▸ GIVEN REQUEST 1
From the curling championship page, copy the passage from "The 2026 United States Men's" to "Ogden City, Utah.", switching "Bojangles Coliseum" to "Spectrum Center".
▸ GIVEN REQUEST 2
Please rewrite the paragraph of the curling championship page that begins "The 2026 United States Men's Curling Championship was held" as a short list of its main facts.
-- START TEXT SEGMENT --
- Host city: Charlotte, North Carolina
- Arena: Bojangles Coliseum
- Dates: February 23 – March 1
- Winner: Team Shuster
- Curling club: Duluth CC, Duluth
- Skip: John Shuster
- Third: Chris Plys
- Second: Colin Hufman
- Lead: Matt Hamilton
- Finalist: Andrew Stopera

= 2026 United States Men's Curling Championship =

Sporting Event

The 2026 United States Men's Curling Championship was held from February 23 to March 1 at the Bojangles Coliseum in Charlotte, North Carolina. The event was held in conjunction with the 2026 United States Women's Curling Championship. The winning John Shuster rink will also represent the United States as the host team during the 2026 World Men's Curling Championship at the Weber County Ice Sheet in Ogden City, Utah.
-- END TEXT SEGMENT --
-- START INFORMATION GIVEN --
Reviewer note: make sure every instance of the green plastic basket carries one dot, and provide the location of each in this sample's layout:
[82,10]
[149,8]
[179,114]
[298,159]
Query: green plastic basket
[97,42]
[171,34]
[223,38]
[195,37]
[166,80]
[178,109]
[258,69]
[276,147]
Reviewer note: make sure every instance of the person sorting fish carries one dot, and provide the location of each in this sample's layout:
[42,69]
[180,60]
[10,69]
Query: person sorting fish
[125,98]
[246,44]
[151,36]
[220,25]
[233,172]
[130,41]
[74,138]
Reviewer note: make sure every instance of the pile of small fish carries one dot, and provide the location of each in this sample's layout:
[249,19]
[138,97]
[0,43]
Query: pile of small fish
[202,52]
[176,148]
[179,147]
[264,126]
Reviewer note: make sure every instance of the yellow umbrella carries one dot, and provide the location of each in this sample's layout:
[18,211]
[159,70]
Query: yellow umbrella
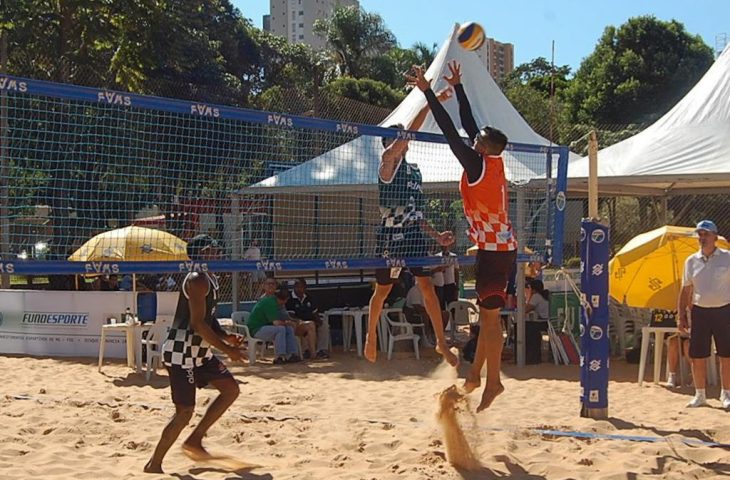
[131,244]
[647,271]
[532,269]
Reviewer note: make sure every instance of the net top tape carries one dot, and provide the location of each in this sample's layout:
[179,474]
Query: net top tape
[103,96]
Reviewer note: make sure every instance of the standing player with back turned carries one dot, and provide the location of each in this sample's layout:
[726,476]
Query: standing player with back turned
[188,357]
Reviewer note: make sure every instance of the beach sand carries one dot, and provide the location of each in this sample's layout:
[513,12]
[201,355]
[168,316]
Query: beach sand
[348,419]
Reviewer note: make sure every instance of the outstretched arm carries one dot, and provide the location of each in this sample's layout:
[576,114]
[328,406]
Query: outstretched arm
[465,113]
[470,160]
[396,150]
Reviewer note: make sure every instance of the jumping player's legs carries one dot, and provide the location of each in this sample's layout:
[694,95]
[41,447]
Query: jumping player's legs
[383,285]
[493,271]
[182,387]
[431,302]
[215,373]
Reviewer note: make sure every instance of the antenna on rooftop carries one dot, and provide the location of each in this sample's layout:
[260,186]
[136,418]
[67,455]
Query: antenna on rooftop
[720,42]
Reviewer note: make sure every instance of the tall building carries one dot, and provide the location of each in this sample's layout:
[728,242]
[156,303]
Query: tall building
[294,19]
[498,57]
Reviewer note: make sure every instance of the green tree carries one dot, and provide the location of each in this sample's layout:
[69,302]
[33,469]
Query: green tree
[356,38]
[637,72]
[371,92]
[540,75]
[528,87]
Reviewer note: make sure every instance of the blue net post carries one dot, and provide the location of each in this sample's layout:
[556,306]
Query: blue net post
-- END INFORMATION GIVEN --
▸ EXPECTED OUTPUT 1
The 2026 United States Men's Curling Championship was held from February 23 to March 1 at the Spectrum Center in Charlotte, North Carolina. The event was held in conjunction with the 2026 United States Women's Curling Championship. The winning John Shuster rink will also represent the United States as the host team during the 2026 World Men's Curling Championship at the Weber County Ice Sheet in Ogden City, Utah.

▸ EXPECTED OUTPUT 2
- Event: 2026 United States Men's Curling Championship
- Dates: February 23 to March 1
- Venue: Bojangles Coliseum, Charlotte, North Carolina
- Held together with the 2026 United States Women's Curling Championship
- The winning John Shuster rink will also represent the United States as host team at the 2026 World Men's Curling Championship, Weber County Ice Sheet, Ogden City, Utah